## [AIM OF THE EXERCISE]
Pick out every line in the rows below that contains the word "brown", and copy each of those lines.

## [ROWS]
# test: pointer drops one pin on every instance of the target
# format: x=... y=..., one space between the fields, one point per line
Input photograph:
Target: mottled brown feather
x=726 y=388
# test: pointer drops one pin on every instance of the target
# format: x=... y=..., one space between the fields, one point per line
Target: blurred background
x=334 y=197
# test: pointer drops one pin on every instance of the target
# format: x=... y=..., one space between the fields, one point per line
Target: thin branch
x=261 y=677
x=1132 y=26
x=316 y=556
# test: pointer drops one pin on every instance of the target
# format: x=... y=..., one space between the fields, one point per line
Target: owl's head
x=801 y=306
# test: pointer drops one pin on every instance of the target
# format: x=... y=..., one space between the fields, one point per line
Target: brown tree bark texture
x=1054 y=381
...
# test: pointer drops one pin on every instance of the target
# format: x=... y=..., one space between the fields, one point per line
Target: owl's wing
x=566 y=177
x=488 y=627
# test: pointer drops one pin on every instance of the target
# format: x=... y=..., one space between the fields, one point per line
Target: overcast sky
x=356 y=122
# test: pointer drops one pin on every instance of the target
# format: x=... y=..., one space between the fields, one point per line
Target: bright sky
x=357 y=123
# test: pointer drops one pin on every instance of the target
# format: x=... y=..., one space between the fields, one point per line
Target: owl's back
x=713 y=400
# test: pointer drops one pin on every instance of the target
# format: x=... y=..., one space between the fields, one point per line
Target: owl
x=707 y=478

## [RESPONSE FOR THIS EXERCISE]
Target: mottled brown feather
Target: brown tree bark texture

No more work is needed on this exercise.